§ Complete the following
• a. Update the cash flow article from the words "David Filice •" through "number of fronts.", replacing "economic climate" with "market conditions".
• b. According to the cash flow article, what is the primary reason that most businesses fail?

§ Text to read
· · ·

Cash flow management in the Canadian food and beverage sector

David Filice • July 24, 2025

It is well understood by all industries that strong profitability is critical to running a sustainable operation and securing financing when needed. With the current economic climate, the Canadian food and beverage industry is especially challenged on a number of fronts.

Typically, the go-to strategies in the profitability equation are increasing sales and/or implementing cost cutting measures. But the food and beverage industry today is operating in a far from typical climate. The on again/off again rounds of tariff threats, combined with rising input costs, inflation, lower spending levels on the part of consumers, and supply chain disruptions and delays, have complicated the profitability equation for producers, manufacturers, and retailers alike.

The primary reason that most businesses fail is a lack of proper cash management. Many operators tend to spend their time building their business instead of placing controls on managing daily cash flow. In other words, net income and cash flow do not always work in tandem.

The perils of negative cash flow

Without proper cash flow management, business owners could easily find themselves increasing their profitability but having no cash in the bank. When cash outflow exceeds cash inflow, this negative cash flow can be a strong indicator of financial difficulties and potential debt problems.

The following are two of the most common cash flow management issues:

  • The dreaded cash lag- A cash lag is the time between making payment for the initial receipt of goods and receiving payment from customers for goods sold. Time can be significant in the food and beverage industry, especially for food processors, as purchased materials need to be put through the manufacturing process, packaged, and then sold and shipped to customers.

Each person in the industry’s complex supply chain needs to collect its accounts receivables. However, every link in that supply chain is stretching out their cash flow as long as possible because they face the same demands.

By way of example, food and beverage manufacturers could easily experience extended cash lag cycles. On paper, their profitability looks strong with sales at good margins and all the materials and processing work paid for. However, there may be no cash inflows coming in for a number of months.

  • Keeping pace with growth – Companies in a growth mode are often cash strapped because of additional expenditures and working capital needs, especially financing accounts receivable and inventory.

Most companies need to invest in new talent, marketing, and capital assets and/or machinery and equipment at the beginning of a growth cycle. The cash outflow for these expenditures is made well in advance of receiving the cash inflow benefits. As sales (i.e., receivables) increase, growing companies also need to build inventory to meet new customer demand.

These working capital items need to be financed either through the bank or their own funds. Without financing, cash flow will be very difficult to manage during periods of growth or slowdowns.

Building your working capital

There are some simple ways to solve daily cash flow issues and be able to obtain sufficient working capital financing to navigate uncertain economic times. Here are three recommendations to help your business improve cash flow management:

  1. Communicate with your customers

Given the market challenges, it is crucial to work with your supply chain constituents. Transparency is key. For example, you may be able to renegotiate terms with retailers to minimize cost increases, explore domestic ingredient supplier options, negotiate potential discount opportunities with suppliers, or lower packaging costs by eliminating waste, switching to cheaper materials, or reducing package volumes.

· · ·

§ Material
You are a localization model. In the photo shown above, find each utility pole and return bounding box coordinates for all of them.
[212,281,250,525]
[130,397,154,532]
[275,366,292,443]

· · ·

§ Answer list
• a.
David Filice • July 24, 2025

It is well understood by all industries that strong profitability is critical to running a sustainable operation and securing financing when needed. With the current market conditions, the Canadian food and beverage industry is especially challenged on a number of fronts.

• b. A lack of proper cash management.